The exercise —
Render the material below as a Markdown table with the columns "No." and "Line," giving each line its own numbered row and skipping blank lines. Leave the pictures out of the table.

Records from a collection
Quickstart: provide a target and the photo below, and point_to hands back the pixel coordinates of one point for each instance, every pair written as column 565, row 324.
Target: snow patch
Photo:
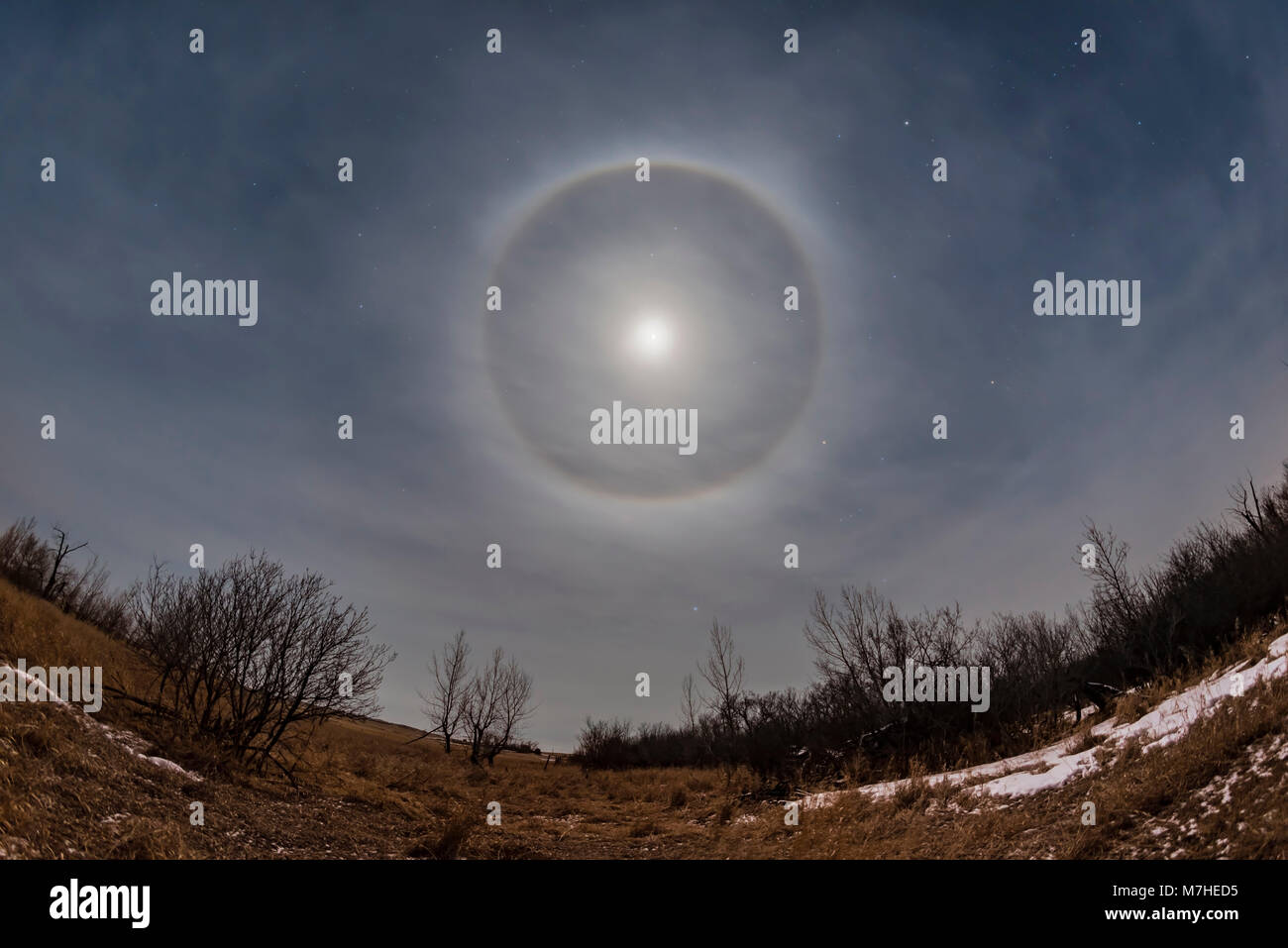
column 130, row 742
column 1057, row 764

Task output —
| No. | Line |
|---|---|
| 1 | Quickstart: provide a target and the photo below, and point_to hands back the pixel coordinates of one point for each instance, every pair written as column 565, row 324. |
| 2 | Target: snow patch |
| 3 | Photo: |
| 4 | column 130, row 742 |
| 5 | column 1057, row 764 |